Nov 14, 2016; 3:29am

Re: GC problem and performance refine problem

14 posts

Hi Kumar Vishal,

Driver and some executor logs are in the accessory. The same query run for five times.

Time consume for every query:

67068ms, 45758ms, 26497ms, 22619ms, 21504ms

The first stage for every query:

(first query -> start from 0 stage

second query -> 4

third query -> 8

fourth query -> 12

five query -> 16)

see "first stage of queries.png" in accessory

Longest task for every query:

(Task and log relationship:

stage 0, task 249 -> 1.log

stage 4, task 420 -> 2.log

stage 8, task 195 -> 3.log

stage 12, task 350 -> 4.log

stage 16, task 321 -> 5.log)

see "longest task.png" in accessory

longest tasks.png

first stage of queries.png

2016-11-14 11:22 GMT+08:00 An Lan <[hidden email]>:

Hi,

Driver and some executor logs are in the accessory. The same query run for five times.

Raw records.
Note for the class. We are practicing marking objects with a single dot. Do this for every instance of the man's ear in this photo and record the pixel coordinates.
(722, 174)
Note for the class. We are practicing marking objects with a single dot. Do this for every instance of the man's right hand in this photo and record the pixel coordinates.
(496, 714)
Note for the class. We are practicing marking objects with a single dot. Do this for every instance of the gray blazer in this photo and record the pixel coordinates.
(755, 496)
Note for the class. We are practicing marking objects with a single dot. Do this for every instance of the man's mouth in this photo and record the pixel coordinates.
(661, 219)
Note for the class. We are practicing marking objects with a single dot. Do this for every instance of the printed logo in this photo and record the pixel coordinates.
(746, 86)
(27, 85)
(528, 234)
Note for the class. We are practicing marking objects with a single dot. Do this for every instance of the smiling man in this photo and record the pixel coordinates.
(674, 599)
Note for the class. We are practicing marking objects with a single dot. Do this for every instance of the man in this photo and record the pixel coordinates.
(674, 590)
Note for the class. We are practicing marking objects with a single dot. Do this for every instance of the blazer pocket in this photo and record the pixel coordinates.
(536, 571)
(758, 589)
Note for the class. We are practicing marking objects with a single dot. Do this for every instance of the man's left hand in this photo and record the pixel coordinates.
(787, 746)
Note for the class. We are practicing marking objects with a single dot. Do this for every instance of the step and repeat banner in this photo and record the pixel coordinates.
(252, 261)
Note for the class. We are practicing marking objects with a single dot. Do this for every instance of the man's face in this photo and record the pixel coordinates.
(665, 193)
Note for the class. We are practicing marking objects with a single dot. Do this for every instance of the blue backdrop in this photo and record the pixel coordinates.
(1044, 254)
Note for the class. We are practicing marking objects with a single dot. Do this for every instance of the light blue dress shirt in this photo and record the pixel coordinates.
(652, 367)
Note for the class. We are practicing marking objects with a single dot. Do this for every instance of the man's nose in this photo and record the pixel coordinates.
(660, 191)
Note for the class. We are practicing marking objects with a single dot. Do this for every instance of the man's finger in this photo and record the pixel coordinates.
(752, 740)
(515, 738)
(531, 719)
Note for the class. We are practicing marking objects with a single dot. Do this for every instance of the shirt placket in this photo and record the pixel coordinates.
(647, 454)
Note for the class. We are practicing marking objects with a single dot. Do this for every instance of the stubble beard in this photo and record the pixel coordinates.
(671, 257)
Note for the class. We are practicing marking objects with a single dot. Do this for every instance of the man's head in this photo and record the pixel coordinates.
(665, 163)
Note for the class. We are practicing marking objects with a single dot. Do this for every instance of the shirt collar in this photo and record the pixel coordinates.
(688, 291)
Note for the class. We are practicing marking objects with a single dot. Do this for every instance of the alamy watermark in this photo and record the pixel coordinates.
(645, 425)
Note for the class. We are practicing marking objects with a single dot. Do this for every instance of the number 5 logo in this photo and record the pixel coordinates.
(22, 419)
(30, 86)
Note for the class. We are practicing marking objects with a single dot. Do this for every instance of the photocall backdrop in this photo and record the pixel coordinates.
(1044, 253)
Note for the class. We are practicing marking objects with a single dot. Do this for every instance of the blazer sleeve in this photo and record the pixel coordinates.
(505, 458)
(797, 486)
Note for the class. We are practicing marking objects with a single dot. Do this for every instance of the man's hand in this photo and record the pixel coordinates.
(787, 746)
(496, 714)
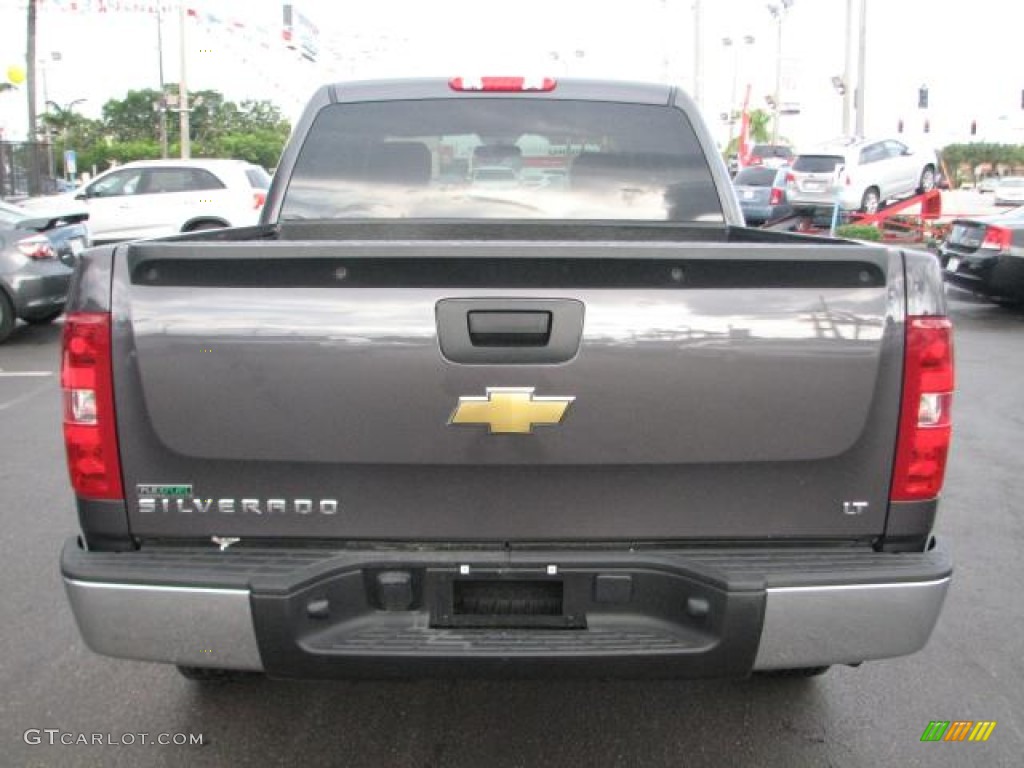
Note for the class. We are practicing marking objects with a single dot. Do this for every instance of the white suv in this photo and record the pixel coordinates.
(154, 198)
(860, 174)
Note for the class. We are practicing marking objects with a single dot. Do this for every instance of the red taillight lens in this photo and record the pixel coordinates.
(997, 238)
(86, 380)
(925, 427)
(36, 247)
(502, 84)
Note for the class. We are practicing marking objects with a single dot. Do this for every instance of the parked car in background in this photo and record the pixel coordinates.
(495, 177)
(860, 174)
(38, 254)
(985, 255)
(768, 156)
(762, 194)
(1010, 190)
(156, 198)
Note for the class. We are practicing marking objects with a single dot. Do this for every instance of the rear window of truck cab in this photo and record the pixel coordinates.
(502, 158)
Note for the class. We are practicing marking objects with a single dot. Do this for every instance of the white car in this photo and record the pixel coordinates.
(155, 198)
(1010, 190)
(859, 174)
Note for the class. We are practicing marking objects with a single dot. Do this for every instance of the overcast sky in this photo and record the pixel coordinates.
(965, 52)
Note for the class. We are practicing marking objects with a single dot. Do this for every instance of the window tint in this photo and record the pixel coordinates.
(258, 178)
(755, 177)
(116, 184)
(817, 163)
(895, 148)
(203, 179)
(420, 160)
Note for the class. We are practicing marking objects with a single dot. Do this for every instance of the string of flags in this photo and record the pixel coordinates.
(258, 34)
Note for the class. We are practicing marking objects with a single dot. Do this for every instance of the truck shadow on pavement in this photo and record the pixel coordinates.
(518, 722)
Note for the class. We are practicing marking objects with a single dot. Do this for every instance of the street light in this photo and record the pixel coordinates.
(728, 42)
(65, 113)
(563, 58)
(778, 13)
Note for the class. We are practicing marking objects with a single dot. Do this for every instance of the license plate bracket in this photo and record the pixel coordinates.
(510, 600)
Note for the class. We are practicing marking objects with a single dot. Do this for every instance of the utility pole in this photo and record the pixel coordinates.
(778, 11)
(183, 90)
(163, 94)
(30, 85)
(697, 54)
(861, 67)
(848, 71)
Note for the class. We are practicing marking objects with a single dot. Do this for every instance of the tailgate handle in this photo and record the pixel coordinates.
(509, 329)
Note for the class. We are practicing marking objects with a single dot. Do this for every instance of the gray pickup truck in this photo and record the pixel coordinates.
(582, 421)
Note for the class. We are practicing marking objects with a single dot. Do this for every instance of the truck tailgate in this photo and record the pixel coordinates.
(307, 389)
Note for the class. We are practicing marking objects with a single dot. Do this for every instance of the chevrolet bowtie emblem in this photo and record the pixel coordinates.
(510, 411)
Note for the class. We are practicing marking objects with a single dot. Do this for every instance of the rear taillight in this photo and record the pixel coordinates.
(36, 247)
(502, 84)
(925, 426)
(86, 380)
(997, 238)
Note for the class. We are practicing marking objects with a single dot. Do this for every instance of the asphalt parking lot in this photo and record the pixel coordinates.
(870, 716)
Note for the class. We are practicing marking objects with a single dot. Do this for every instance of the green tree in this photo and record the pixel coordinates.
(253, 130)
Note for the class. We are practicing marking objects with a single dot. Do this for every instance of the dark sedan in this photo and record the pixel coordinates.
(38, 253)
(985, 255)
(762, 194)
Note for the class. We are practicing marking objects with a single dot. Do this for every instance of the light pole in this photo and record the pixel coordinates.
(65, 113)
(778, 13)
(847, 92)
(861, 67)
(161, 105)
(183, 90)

* * *

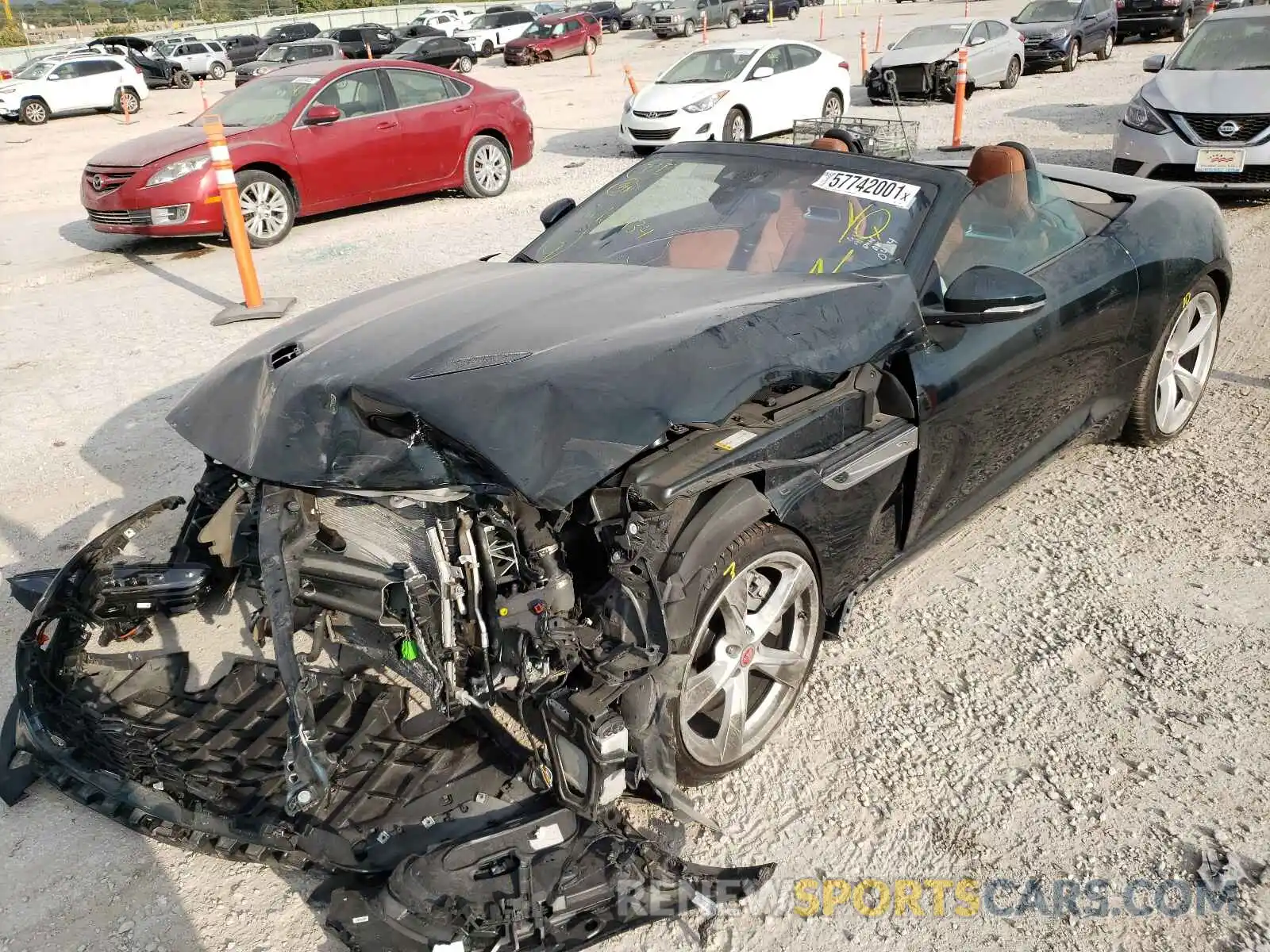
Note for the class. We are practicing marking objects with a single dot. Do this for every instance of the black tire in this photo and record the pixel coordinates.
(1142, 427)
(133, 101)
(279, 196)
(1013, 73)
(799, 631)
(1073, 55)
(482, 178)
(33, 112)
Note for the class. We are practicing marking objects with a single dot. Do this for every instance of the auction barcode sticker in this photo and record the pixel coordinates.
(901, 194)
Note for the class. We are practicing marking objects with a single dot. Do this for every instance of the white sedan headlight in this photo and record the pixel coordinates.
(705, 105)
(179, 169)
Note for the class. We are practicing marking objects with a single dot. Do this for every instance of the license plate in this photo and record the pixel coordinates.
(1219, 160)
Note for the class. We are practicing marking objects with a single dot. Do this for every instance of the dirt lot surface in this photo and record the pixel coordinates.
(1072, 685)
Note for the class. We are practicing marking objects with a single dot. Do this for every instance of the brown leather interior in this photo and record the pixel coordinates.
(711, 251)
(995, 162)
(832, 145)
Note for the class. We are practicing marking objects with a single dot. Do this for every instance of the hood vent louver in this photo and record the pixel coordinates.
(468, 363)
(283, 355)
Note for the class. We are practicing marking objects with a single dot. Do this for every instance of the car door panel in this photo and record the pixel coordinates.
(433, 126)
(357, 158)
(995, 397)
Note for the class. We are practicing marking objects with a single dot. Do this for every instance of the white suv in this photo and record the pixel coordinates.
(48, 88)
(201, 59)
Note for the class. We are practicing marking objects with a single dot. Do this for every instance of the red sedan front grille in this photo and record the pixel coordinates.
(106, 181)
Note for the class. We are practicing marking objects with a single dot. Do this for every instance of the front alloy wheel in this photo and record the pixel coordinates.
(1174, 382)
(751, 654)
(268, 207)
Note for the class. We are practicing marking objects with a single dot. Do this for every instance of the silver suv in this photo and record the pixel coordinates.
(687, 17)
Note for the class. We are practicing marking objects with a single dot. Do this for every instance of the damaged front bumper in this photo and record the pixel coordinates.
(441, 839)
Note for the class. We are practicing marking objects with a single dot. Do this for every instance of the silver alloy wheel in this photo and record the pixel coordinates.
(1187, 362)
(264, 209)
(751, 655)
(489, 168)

...

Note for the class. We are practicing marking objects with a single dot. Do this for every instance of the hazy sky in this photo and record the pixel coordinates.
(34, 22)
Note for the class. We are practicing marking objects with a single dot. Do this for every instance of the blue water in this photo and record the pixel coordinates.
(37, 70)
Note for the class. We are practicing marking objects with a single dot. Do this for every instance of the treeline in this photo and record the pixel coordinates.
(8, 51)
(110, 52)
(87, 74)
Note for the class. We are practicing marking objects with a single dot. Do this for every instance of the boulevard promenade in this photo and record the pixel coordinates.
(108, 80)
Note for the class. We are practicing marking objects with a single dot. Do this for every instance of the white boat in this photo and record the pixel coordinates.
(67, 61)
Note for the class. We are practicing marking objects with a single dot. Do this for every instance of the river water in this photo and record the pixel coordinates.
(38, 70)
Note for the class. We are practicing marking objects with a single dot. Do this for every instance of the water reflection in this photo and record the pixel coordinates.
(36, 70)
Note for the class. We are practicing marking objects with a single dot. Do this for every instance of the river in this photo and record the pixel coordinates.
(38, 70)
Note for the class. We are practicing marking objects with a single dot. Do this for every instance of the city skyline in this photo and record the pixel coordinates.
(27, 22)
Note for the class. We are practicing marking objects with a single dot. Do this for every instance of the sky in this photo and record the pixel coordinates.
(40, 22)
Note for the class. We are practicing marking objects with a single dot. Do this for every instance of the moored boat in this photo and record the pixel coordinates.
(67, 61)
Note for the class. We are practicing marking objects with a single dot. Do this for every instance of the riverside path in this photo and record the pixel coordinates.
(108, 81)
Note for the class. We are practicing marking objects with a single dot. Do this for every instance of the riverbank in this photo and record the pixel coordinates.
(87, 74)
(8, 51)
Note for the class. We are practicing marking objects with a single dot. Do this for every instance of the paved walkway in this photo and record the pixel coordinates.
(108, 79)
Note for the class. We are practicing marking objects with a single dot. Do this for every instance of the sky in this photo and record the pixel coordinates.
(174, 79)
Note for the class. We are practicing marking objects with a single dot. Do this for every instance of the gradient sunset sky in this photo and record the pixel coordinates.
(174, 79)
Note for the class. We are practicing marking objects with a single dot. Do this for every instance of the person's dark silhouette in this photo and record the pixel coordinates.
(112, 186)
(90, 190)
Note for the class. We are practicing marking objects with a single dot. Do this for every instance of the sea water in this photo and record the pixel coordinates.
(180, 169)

OBJECTIVES.
[1] In the forum post, how long did the first run of the query take?
[2] Identify every line of the listing that contains the string "boat", treating uppercase and lowercase as different.

LIST OF SOLUTIONS.
[1] 67068ms

[2]
Note for the class. We are practicing marking objects with a single dot. Do this for every instance of the white boat in this photo and record the pixel coordinates.
Note for the class. We are practicing marking objects with a single dot. Do this for every instance of the moored boat in this photo and record the pixel coordinates.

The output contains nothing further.